+++ Discussion
# Sei troppo avanti



## licinio

Je voudrai savoir comment je pourrais dire "sei troppo avanti!", une phrase assez courante en italien "branché" entre les jeunes. S'il faut une explication, je vous la donnerai! Merci.


----------



## neeeeeco

comme pour toute expression, ça dépend du contexte.. 

si c'est pour complimenter une personne sur son apparence, on dira "t'es trop dans le coup".

si c'est plus pour ses qualités intellectuelles, on pourra dire "t'as tout compris toi" voire même "t'es en avance sur ton temps" mais dans ce cas, cela frôle le génie.


----------



## licinio

Merci pour tes propositions. En les lisant, je me suis dit que toutes sont effectivement de bons équivalents dans les différents contextes.
++++++
=== Consignes ===
a) Répondez à ces questions sur la discussion sur « sei troppo avanti » :
(i) Quelle expression est proposée pour complimenter une personne sur son apparence ?
(ii) Quelle formule, d'après la discussion, frôle le génie ?
(iii) Selon le premier message, chez qui la phrase italienne est-elle courante ?
b) Reprenez, s'il vous plaît, la discussion sur « sei troppo avanti » à la suite du dernier message.
Les lignes n'ont aucun rapport avec la discussion sur « sei troppo avanti ».
+++ Liste des données
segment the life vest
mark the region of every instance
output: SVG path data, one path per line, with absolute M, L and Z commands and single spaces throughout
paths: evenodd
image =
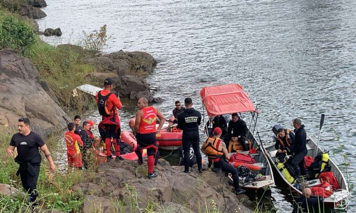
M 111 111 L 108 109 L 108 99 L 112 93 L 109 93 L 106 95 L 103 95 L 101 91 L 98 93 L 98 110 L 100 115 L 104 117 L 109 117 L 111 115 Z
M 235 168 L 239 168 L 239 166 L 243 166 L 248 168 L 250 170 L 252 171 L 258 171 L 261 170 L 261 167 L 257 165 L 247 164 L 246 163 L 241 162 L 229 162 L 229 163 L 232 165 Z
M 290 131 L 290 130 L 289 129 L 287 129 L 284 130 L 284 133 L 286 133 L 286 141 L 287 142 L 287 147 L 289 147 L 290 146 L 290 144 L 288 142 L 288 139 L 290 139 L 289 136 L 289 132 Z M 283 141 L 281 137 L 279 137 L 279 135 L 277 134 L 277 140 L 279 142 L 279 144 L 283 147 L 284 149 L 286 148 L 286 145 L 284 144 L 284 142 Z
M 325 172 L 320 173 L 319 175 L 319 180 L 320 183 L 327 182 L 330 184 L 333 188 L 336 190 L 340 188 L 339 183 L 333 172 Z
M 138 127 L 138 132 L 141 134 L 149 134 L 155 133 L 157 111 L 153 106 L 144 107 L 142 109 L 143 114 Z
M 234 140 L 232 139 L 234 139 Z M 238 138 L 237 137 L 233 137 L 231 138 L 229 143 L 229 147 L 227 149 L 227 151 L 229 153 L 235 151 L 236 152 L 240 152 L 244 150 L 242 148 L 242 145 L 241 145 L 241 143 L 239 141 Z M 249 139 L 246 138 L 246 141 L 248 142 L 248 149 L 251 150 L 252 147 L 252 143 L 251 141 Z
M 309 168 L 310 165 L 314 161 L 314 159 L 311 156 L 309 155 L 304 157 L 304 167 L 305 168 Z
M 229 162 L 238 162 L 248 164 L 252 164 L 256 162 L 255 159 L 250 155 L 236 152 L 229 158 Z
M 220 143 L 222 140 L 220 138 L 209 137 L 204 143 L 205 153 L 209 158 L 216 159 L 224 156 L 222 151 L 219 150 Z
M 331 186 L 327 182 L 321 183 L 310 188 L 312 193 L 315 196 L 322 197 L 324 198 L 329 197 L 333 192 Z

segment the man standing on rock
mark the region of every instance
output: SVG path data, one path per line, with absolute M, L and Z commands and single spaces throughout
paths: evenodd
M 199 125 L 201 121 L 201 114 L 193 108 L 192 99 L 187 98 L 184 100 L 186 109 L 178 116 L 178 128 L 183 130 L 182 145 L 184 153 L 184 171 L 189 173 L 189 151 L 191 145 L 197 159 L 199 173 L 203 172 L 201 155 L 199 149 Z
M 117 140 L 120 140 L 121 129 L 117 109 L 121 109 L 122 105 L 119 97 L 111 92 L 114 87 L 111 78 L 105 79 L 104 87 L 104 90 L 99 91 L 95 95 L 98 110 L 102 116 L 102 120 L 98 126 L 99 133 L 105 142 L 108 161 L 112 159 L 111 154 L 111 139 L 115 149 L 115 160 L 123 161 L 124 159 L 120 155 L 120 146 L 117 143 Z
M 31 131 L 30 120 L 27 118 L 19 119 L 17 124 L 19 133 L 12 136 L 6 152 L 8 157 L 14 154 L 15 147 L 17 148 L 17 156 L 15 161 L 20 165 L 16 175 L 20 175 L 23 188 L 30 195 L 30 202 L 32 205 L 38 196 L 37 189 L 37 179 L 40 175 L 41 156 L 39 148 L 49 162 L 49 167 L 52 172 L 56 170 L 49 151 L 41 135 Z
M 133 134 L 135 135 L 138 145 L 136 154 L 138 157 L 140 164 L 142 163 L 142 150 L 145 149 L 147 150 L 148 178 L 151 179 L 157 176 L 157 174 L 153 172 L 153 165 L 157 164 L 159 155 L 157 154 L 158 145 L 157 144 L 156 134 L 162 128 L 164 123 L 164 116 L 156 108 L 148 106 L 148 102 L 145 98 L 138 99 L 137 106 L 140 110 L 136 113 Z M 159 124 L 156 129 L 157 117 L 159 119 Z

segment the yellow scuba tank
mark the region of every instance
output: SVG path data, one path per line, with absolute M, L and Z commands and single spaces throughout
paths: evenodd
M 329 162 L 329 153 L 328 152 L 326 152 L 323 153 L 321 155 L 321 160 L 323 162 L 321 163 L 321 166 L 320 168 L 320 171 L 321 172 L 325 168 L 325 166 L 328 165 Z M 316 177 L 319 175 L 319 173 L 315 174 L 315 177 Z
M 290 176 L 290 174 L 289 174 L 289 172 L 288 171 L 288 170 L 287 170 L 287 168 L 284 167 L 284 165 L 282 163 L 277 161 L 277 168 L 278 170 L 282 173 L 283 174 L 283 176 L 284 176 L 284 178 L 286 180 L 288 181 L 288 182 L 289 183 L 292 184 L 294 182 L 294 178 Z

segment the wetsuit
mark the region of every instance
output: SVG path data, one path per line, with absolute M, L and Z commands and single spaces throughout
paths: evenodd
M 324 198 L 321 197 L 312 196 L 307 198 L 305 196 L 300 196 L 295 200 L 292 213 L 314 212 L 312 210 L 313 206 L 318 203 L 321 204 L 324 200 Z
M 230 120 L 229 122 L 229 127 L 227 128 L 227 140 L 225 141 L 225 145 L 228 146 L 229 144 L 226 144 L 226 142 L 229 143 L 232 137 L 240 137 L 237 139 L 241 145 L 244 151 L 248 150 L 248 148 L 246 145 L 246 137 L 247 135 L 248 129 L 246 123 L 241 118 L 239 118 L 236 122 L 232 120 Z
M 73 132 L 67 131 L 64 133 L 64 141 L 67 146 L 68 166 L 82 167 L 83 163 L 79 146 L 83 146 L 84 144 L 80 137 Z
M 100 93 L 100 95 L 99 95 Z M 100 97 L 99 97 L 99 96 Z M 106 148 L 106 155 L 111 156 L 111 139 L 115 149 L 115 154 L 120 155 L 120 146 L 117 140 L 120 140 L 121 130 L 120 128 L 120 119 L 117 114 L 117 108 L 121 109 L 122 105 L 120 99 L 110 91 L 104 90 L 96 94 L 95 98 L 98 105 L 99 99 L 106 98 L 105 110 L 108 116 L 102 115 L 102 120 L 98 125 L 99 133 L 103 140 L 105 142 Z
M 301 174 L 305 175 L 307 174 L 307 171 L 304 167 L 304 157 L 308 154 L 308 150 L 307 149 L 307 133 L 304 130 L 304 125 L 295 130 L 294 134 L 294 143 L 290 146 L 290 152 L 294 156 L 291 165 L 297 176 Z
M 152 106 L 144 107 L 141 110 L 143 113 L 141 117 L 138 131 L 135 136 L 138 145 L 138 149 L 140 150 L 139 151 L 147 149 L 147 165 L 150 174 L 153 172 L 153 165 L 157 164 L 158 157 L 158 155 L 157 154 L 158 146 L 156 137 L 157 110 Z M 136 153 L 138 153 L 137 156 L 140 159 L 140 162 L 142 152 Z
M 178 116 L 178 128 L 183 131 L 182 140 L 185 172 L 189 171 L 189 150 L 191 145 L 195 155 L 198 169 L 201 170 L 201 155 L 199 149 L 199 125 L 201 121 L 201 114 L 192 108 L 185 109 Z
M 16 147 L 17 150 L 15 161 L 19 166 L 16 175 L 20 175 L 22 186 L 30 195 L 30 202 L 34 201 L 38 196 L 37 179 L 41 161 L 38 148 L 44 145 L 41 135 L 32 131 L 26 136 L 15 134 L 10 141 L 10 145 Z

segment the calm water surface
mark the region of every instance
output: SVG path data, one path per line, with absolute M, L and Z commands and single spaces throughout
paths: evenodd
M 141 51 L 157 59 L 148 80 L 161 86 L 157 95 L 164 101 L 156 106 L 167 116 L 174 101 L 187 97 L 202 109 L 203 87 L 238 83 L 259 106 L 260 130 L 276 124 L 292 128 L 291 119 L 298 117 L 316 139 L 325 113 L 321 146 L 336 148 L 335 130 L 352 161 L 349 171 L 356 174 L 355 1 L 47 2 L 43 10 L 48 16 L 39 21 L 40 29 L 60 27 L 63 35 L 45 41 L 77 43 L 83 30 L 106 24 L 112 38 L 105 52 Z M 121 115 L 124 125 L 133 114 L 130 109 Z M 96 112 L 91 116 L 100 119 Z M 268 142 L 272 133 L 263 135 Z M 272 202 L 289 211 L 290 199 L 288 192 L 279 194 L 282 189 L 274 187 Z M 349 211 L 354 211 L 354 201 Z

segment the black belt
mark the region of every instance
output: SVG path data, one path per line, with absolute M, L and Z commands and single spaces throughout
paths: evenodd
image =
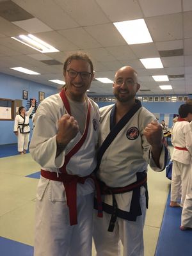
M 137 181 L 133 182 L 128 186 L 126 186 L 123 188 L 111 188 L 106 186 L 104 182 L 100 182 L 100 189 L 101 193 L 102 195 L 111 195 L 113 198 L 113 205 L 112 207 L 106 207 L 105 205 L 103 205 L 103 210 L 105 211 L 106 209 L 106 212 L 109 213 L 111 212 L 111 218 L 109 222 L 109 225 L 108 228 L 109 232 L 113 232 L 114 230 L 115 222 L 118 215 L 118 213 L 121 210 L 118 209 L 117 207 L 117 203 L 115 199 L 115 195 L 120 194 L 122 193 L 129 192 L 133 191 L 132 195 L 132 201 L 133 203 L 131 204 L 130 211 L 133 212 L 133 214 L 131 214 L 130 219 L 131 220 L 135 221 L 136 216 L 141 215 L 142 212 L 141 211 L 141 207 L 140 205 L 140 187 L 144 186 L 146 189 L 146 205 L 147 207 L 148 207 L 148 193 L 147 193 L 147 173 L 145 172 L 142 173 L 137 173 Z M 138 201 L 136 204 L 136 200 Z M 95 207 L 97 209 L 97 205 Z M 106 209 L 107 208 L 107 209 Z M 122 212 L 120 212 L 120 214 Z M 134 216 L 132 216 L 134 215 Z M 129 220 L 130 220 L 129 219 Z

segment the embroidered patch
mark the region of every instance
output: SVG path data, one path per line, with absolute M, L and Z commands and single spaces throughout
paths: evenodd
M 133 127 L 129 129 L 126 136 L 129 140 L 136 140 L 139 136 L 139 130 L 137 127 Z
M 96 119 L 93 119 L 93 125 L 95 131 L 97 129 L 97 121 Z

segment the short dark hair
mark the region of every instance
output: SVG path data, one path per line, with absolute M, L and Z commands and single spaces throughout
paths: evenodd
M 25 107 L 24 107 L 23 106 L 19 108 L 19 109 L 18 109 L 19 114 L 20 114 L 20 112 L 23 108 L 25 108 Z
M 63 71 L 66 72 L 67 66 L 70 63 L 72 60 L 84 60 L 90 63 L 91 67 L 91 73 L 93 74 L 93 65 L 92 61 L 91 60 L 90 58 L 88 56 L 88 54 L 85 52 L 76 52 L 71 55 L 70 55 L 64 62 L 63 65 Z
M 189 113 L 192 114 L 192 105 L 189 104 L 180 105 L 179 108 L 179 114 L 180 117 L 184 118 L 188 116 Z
++++++
+++ Liste des données
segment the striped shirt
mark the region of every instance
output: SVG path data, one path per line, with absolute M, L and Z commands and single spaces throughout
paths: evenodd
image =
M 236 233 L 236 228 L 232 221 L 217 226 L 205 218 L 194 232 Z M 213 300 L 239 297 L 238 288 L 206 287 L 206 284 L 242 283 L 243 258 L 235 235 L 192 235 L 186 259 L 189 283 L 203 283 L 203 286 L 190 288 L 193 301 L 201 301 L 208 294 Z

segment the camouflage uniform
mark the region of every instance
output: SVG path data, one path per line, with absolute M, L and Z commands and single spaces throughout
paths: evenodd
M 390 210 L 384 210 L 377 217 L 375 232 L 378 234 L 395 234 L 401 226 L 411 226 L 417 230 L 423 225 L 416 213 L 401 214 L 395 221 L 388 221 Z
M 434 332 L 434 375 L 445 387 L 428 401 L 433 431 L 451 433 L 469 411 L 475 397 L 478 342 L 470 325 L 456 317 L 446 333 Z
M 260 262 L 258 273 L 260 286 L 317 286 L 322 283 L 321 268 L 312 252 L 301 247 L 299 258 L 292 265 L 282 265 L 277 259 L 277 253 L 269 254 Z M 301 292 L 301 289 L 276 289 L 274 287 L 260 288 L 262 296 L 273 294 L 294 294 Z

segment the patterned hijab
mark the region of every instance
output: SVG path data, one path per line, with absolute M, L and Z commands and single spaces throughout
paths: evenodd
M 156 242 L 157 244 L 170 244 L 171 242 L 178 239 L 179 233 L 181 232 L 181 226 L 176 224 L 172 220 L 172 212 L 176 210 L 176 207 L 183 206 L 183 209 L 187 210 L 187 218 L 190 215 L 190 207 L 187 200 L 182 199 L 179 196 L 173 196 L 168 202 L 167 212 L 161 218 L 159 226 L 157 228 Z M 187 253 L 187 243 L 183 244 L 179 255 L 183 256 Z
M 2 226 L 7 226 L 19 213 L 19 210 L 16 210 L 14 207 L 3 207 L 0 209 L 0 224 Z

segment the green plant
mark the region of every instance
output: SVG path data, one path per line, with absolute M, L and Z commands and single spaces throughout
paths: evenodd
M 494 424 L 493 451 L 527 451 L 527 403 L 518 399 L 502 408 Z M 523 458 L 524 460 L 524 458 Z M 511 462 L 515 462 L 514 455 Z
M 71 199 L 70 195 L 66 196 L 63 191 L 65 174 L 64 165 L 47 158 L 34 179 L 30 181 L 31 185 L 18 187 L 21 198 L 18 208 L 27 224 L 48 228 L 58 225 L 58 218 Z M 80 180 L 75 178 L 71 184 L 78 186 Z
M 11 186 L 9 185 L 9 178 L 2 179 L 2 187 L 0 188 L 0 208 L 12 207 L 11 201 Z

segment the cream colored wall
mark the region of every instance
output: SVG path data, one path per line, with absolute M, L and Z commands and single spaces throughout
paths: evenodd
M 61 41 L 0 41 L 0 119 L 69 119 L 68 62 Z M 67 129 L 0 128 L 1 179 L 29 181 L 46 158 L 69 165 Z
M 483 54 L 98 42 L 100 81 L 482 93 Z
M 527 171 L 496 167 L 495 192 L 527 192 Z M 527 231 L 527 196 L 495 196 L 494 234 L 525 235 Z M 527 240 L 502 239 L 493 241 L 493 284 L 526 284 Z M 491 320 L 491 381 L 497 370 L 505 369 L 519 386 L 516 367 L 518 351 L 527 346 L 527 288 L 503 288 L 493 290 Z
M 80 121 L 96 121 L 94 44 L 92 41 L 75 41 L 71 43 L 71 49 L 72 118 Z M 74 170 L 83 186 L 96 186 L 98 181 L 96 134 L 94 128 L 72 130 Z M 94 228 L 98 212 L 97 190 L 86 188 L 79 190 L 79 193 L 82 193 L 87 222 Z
++++++
+++ Liste des données
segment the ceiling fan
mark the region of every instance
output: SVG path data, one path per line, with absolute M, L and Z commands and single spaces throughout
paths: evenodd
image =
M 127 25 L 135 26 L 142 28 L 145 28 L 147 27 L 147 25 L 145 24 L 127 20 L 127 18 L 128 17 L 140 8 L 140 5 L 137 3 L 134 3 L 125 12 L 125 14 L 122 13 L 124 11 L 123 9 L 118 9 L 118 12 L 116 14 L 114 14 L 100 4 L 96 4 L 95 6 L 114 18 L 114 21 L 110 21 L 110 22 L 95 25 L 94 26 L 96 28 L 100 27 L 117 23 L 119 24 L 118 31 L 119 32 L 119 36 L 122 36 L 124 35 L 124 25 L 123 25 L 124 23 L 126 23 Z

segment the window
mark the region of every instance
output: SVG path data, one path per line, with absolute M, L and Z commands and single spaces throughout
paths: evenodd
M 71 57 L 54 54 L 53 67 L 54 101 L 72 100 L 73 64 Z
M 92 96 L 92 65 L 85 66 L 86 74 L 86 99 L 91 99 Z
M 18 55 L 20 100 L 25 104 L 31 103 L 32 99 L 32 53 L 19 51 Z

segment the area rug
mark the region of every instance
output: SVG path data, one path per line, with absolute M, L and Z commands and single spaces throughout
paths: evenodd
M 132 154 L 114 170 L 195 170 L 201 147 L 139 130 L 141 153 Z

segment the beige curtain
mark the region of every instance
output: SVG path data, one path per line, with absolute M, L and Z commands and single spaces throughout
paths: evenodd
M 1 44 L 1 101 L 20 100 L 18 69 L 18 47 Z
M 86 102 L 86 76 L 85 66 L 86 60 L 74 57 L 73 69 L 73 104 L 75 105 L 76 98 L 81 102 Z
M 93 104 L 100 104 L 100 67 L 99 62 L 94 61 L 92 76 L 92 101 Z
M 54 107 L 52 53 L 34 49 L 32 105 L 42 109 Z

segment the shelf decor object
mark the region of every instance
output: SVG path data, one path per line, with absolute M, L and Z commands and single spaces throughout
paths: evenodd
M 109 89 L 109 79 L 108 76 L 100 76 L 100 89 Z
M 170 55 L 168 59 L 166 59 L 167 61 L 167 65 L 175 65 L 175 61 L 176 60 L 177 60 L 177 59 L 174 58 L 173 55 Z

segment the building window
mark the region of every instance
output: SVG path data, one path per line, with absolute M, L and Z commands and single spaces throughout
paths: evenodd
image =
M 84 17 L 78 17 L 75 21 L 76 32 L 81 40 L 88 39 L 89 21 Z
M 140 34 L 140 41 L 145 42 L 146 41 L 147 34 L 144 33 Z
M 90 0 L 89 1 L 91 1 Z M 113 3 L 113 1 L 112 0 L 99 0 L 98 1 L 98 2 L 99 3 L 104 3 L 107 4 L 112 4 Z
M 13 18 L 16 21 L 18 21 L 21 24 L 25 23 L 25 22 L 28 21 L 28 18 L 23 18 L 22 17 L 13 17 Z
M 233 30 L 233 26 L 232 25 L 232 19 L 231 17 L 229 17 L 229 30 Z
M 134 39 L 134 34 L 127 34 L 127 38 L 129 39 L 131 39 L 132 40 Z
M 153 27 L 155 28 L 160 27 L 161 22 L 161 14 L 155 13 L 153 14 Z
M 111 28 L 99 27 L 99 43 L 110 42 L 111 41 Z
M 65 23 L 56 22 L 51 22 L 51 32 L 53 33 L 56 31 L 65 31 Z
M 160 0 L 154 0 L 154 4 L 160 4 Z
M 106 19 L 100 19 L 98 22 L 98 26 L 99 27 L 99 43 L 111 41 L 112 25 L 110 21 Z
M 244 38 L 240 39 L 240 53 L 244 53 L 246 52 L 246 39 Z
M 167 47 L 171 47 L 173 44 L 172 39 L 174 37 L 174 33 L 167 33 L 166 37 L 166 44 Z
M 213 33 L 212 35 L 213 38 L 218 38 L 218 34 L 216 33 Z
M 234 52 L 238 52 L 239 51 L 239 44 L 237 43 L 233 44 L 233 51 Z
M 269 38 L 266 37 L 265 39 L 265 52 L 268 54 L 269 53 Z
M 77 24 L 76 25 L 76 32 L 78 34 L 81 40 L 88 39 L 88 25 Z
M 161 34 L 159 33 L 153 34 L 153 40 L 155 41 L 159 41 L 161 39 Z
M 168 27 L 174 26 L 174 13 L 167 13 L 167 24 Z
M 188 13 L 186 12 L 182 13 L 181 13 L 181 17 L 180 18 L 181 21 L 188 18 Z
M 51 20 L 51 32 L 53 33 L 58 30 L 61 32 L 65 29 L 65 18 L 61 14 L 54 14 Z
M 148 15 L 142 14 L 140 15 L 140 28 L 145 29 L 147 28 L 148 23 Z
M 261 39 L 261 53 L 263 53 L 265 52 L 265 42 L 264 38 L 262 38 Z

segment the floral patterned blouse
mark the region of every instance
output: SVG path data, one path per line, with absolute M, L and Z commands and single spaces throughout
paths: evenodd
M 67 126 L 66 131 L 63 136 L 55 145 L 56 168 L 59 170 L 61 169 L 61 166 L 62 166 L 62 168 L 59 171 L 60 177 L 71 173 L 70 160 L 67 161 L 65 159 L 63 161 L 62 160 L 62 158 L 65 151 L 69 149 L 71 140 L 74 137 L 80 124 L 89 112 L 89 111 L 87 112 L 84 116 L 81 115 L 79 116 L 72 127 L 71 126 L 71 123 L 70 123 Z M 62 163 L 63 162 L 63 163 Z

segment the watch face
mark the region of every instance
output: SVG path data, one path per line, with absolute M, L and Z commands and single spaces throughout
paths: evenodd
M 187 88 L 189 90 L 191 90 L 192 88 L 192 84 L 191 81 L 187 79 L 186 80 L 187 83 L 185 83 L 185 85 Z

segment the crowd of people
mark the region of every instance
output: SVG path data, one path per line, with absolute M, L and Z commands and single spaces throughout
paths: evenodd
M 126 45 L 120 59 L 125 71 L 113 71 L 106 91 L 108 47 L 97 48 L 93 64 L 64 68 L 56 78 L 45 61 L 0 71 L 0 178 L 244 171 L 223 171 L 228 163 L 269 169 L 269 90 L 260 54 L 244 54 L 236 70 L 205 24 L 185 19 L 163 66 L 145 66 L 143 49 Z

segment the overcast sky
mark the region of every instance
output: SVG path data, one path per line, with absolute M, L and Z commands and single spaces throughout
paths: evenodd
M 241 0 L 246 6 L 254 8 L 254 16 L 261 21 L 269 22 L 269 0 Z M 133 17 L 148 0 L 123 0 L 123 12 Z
++++++
=== Réponses ===
a)
(i) « t'es trop dans le coup »
(ii) « t'es en avance sur ton temps »
(iii) Chez les jeunes.

b)
Je me demande par contre si l'une de tes possibiles traductions pourrait aussi s'appliquer au cas où _sei troppo avanti_ se référerait au domaine technologique, c'est à dire pour remarquer de façon badine qu'une personne est équipée ou s'y connaît des appareils, logiciels, systèmes etc. au dernier cri. Peut-être _t'es trop dans le coup_?


----------



## chlapec

Une façon de le dire pourrait être: "T'es sacrément balèze en informatique".


----------



## Corsicum

Aussi : « _Toucher sa bille » _ou plus simple_ « toucher »_
_Tu touches en info.  !!!_


----------



## Kinoka

T'as une longueur d'avance / T'es vachement calé / Tu assures grave
 en informatique ou dans d'autres domaines!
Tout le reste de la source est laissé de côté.